*Work order 1*: Output the part of the ER story from "For the next" up to and including "I'm curious, too.".
*Work order 2*: Decide whether each statement agrees with the ER story, and answer yes or no with the deciding words quoted: (a) The new baby boy weighed 10 lb, 3 oz. (b) The neighbor who dropped the rock was eight years old. (c) The wait at the hospital lasted two hours.

*Text*:
★ ★ ★ ★

Andy's cousin and his wife (our friends) had their first child this past Thursday, a beautiful 10 lb, 3 oz (oy) 21 1/2 inch baby boy. So I'm dedicating this edition of What to Really Expect to the new parents, Tim and Katie.
Last Tuesday, HRH was playing some sort of spy game with the neighborhood kids and was crouching under a bush keeping look out. It is at this point that our six-year-old neighbor, exhibited a slight issue with impulse control by dropping a rock on HRH's head. HRH emerged screaming from the bushes where he was met by the mommies and the daddy of the rock-dropper. The result was an inch or so gash above his left ear that my nurse practitioner neighbor determined did need stapling. (The laceration is in nearly the same spot as the one he got two years ago running in socks in the kitchen.)
Another neighbor yelled "I've got Gremlin. See you in a while!" over her shoulder as she headed to round up the rest of the kids. The daddy was last seen striding purposely home, rock-dropper in tow. I ran into the house, grabbed a dish towel and my bag, trundled HRH into the car, and headed off to the hospital. On the way I placed my third call in two years to Andy, instructing him to meet us in the Emergency Room.
For the next three hours, we compared notes with at least four other families who also entered the ER with dish towels attached to the sides of their childrens' heads. And one frustrated mom whose child appeared to be in fine health with no visible wounds. Turns out her two-year-old had shoved his dinner so far up his nose that they were unable to retrieve it (this time - apparently, this is not a one-time occurrence) and were instructed by the pediatrician to head to the hospital. No, I didn't ask what type of food was up there. Yes, I'm curious, too.

★ ★ ★ ★

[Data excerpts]
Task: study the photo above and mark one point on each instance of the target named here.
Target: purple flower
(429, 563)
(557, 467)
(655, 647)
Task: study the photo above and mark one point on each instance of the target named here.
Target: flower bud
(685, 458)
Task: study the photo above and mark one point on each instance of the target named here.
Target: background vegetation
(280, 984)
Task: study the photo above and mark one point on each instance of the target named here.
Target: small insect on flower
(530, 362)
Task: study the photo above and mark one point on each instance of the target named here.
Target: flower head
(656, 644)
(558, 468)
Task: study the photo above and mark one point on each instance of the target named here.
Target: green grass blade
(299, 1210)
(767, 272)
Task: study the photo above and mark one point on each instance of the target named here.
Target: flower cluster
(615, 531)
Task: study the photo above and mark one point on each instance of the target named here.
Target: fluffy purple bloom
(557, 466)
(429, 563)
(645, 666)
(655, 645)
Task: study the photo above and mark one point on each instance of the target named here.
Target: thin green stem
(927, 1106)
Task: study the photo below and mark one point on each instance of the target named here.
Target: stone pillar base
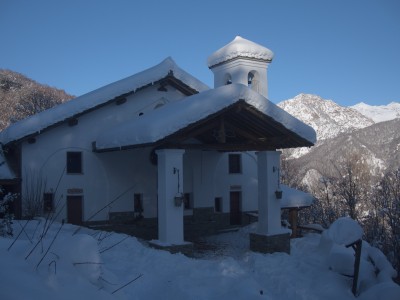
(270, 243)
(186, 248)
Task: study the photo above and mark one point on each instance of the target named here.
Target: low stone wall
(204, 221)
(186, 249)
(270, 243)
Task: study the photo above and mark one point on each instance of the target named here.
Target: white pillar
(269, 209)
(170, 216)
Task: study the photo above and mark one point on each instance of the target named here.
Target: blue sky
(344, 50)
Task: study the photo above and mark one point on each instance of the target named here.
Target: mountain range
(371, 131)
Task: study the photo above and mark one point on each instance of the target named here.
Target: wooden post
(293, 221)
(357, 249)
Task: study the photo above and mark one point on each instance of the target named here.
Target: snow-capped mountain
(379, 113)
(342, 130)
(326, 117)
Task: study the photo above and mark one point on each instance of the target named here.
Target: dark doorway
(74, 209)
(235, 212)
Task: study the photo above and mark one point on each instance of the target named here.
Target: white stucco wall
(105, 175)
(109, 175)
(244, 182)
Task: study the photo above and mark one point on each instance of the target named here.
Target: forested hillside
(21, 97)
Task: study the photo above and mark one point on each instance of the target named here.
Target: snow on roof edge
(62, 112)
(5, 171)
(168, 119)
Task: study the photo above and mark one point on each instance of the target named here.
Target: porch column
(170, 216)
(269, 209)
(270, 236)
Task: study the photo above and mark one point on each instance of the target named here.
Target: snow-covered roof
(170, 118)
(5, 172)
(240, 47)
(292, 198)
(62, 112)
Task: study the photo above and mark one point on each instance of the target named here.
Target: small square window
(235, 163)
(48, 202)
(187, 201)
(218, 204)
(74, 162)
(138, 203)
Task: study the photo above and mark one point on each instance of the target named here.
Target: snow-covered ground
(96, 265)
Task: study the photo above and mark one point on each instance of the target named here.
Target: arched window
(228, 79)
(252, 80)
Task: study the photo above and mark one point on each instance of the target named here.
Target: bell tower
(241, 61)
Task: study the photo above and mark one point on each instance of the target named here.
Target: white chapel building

★ ★ ★ ★

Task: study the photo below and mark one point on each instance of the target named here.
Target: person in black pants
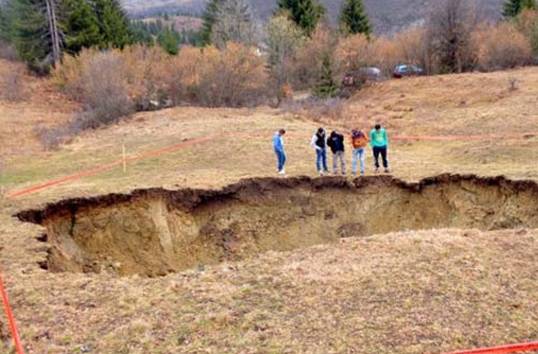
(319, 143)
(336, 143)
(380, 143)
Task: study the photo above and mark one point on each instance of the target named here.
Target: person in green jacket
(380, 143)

★ ★ ★ ★

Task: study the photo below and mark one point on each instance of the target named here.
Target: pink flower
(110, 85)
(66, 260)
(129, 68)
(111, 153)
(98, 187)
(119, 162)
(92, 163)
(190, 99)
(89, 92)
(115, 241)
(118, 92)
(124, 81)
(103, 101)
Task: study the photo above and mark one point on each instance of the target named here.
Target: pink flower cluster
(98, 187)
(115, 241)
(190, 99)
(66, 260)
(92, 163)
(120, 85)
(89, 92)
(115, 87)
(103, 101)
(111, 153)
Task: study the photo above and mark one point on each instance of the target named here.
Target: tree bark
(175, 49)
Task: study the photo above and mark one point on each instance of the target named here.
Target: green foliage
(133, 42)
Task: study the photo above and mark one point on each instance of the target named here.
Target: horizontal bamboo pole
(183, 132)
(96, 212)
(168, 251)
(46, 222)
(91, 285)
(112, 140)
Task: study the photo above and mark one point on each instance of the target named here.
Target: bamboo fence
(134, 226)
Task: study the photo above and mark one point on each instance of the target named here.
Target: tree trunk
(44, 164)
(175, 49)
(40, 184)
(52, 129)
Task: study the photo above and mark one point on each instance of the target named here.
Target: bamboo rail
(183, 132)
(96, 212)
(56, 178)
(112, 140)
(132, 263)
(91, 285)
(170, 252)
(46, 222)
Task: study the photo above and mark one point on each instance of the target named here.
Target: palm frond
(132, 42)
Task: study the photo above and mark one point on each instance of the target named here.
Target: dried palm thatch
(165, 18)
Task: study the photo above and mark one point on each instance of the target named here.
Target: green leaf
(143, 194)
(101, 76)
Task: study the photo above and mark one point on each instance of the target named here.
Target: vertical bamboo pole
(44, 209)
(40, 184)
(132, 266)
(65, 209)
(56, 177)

★ ★ ★ ★

*Written reply 1*:
For the next three hours, we compared notes with at least four other families who also entered the ER with dish towels attached to the sides of their childrens' heads. And one frustrated mom whose child appeared to be in fine health with no visible wounds. Turns out her two-year-old had shoved his dinner so far up his nose that they were unable to retrieve it (this time - apparently, this is not a one-time occurrence) and were instructed by the pediatrician to head to the hospital. No, I didn't ask what type of food was up there. Yes, I'm curious, too.

*Written reply 2*:
(a) Yes: "a beautiful 10 lb, 3 oz (oy) 21 1/2 inch baby boy"
(b) No: "our six-year-old neighbor, exhibited a slight issue with impulse control"
(c) No: "For the next three hours, we compared notes"